(Polecenie A) Przepisz z tekstu do analizy fragment od "a ta gwarancja" do "ty się mylisz.", nie zmieniając w nim niczego.
(Polecenie B) Którą płytę ibajka uważa za jedną z najlepszych według tekstu do analizy?

(Tekst do analizy)
/---

Originally posted by ibajka:

p.s. z ciekawości zajrzałam na Twój profil @zielski i muszę stwierdzić, że również uważam Aerial za jedną z najlepszych płyt smile Ja po prostu nie mogę się od niej oderwać mimo, że nie jest już pierwszej młodości.



Od czasu do czasu wyciągam swojego winyla Lionheart i odpływam w okres radosnego dzieciństwa.
coffee

daroc napisał(a):

Originally posted by ibajka:

Originally posted by zielski:

p.s. wcale nie jest prawdą, że każda osoba etykietuje innych ludzi i wrzuca do odpowiednich worów. Jeśli masz jakieś badanie to chętnie poczytam


to, że Ty tak postępujesz nie oznacza, że cała reszta populacji ludzkiej również - to się nazywa ocenianie innych na podstawie siebie;

Originally posted by zielski:

Mogę Ci zagwarantować, że używasz heurystyk.


a ta gwarancja ma się opierać na tym, że

Originally posted by zielski:

arche ma rację co do etykietowania, robi to każdy i ma to logiczne uzasadnienie


nie ma chyba nic bardziej upraszczającego od stwierdzenia, że robi to każdy wink


Takie trochę odwracanie kota ogonem. bigsmile Poproszona o jakieś rzeczowe argumenty, pokazałaś, że jego wcale nie są lepsze. faint Coś na zasadzie - ja mam rację, bo ty się mylisz.

Originally posted by ibajka:

Originally posted by archetwist:

Na przykład Ty włożyłaś przynajmniej jedną osobę do wora "tycie IQ"

\---

(Wykaz pozycji)
/---

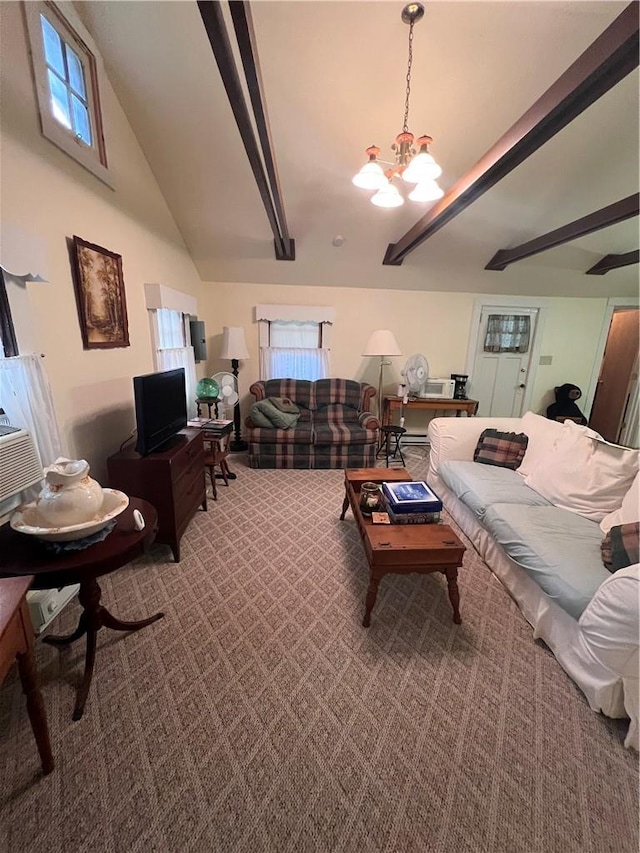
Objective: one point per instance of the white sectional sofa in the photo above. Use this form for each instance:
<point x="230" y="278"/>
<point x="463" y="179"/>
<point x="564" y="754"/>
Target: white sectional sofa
<point x="539" y="529"/>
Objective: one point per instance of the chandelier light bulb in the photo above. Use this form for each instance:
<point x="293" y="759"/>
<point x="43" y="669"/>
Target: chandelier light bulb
<point x="370" y="177"/>
<point x="426" y="191"/>
<point x="422" y="168"/>
<point x="419" y="169"/>
<point x="387" y="196"/>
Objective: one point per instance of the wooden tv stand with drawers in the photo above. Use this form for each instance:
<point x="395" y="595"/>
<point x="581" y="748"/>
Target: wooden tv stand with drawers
<point x="172" y="479"/>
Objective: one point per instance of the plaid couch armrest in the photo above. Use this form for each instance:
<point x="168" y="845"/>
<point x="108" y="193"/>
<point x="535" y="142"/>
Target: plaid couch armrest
<point x="368" y="420"/>
<point x="258" y="390"/>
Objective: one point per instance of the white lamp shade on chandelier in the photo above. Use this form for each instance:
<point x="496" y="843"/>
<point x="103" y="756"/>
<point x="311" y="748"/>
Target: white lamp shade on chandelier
<point x="234" y="345"/>
<point x="370" y="177"/>
<point x="382" y="342"/>
<point x="387" y="196"/>
<point x="415" y="165"/>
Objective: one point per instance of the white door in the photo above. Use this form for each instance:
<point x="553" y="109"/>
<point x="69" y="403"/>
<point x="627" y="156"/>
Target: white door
<point x="499" y="378"/>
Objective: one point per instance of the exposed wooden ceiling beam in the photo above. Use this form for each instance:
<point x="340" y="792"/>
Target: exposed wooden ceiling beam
<point x="614" y="262"/>
<point x="212" y="17"/>
<point x="245" y="36"/>
<point x="610" y="215"/>
<point x="612" y="56"/>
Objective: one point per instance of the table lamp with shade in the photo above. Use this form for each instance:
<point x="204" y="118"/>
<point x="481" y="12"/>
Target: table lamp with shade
<point x="234" y="347"/>
<point x="381" y="343"/>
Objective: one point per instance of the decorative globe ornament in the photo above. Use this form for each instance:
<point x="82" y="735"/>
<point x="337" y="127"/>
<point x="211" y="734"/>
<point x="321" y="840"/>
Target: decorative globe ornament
<point x="207" y="389"/>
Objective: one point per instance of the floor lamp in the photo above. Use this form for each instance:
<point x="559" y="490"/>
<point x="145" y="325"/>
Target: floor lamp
<point x="235" y="348"/>
<point x="381" y="343"/>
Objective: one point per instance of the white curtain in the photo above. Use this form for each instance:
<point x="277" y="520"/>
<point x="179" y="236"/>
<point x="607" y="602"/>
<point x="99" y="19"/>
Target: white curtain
<point x="170" y="328"/>
<point x="25" y="396"/>
<point x="170" y="359"/>
<point x="294" y="333"/>
<point x="294" y="362"/>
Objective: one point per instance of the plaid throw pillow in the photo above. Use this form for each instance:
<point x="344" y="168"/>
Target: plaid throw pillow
<point x="620" y="547"/>
<point x="505" y="449"/>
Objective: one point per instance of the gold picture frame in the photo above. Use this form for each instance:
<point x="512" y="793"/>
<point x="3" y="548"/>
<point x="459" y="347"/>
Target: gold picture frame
<point x="102" y="306"/>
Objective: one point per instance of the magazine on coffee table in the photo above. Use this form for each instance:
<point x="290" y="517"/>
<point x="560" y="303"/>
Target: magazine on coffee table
<point x="411" y="496"/>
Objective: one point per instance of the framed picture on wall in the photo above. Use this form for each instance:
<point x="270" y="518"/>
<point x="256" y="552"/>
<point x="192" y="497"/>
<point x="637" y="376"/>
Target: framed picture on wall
<point x="102" y="306"/>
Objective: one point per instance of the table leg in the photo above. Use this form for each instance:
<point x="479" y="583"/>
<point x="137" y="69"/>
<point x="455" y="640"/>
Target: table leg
<point x="345" y="505"/>
<point x="35" y="709"/>
<point x="454" y="595"/>
<point x="94" y="616"/>
<point x="372" y="594"/>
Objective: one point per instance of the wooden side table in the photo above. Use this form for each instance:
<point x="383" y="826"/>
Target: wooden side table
<point x="432" y="404"/>
<point x="16" y="643"/>
<point x="24" y="555"/>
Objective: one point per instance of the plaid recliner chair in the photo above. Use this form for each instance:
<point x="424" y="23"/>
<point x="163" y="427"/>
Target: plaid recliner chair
<point x="336" y="428"/>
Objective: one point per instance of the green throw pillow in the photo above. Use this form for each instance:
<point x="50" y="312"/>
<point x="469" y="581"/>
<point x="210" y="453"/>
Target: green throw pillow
<point x="258" y="418"/>
<point x="277" y="419"/>
<point x="284" y="404"/>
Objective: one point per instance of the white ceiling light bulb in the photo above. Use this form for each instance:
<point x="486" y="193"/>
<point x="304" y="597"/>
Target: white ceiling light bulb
<point x="426" y="191"/>
<point x="423" y="167"/>
<point x="414" y="163"/>
<point x="387" y="196"/>
<point x="371" y="176"/>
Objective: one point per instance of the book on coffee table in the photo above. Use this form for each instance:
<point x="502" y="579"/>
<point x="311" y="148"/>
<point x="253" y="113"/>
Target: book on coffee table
<point x="411" y="496"/>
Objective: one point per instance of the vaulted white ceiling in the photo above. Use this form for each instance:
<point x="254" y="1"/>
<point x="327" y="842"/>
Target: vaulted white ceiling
<point x="333" y="75"/>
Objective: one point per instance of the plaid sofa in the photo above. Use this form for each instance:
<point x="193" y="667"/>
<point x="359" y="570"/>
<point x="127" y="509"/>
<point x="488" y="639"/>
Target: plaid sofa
<point x="335" y="430"/>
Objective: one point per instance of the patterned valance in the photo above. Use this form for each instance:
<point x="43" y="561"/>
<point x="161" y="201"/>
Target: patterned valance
<point x="303" y="313"/>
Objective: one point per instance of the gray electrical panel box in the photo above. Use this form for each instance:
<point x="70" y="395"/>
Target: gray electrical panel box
<point x="198" y="339"/>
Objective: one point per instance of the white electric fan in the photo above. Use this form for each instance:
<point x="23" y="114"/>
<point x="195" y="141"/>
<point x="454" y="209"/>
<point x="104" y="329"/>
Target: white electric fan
<point x="416" y="375"/>
<point x="228" y="394"/>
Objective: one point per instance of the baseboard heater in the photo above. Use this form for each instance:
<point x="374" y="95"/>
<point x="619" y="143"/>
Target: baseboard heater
<point x="409" y="439"/>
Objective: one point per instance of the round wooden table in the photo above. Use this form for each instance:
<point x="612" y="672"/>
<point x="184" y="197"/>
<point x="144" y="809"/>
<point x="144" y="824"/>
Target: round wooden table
<point x="21" y="554"/>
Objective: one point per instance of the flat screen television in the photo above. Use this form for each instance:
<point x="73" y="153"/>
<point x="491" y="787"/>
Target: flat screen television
<point x="161" y="408"/>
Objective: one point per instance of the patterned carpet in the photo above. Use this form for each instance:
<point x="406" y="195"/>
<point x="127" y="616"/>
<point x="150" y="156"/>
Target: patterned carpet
<point x="259" y="715"/>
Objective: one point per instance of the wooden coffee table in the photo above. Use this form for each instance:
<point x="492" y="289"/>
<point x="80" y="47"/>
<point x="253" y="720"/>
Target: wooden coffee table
<point x="401" y="548"/>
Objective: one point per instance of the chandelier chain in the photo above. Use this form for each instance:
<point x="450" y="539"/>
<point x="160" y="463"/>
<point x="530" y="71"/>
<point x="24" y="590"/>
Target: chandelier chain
<point x="405" y="126"/>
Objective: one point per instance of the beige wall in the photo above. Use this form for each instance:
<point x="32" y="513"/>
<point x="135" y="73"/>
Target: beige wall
<point x="46" y="198"/>
<point x="438" y="325"/>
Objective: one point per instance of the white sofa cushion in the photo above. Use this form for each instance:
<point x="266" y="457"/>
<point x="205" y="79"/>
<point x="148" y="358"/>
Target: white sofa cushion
<point x="583" y="473"/>
<point x="610" y="625"/>
<point x="559" y="550"/>
<point x="629" y="510"/>
<point x="542" y="434"/>
<point x="480" y="486"/>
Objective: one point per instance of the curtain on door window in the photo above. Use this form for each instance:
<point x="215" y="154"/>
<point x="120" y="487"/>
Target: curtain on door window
<point x="295" y="351"/>
<point x="25" y="396"/>
<point x="507" y="333"/>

\---

(Oczekiwana odpowiedź A)
a ta gwarancja ma się opierać na tym, że

Originally posted by zielski:

arche ma rację co do etykietowania, robi to każdy i ma to logiczne uzasadnienie


nie ma chyba nic bardziej upraszczającego od stwierdzenia, że robi to każdy wink


Takie trochę odwracanie kota ogonem. bigsmile Poproszona o jakieś rzeczowe argumenty, pokazałaś, że jego wcale nie są lepsze. faint Coś na zasadzie - ja mam rację, bo ty się mylisz.

(Oczekiwana odpowiedź B) Aerial.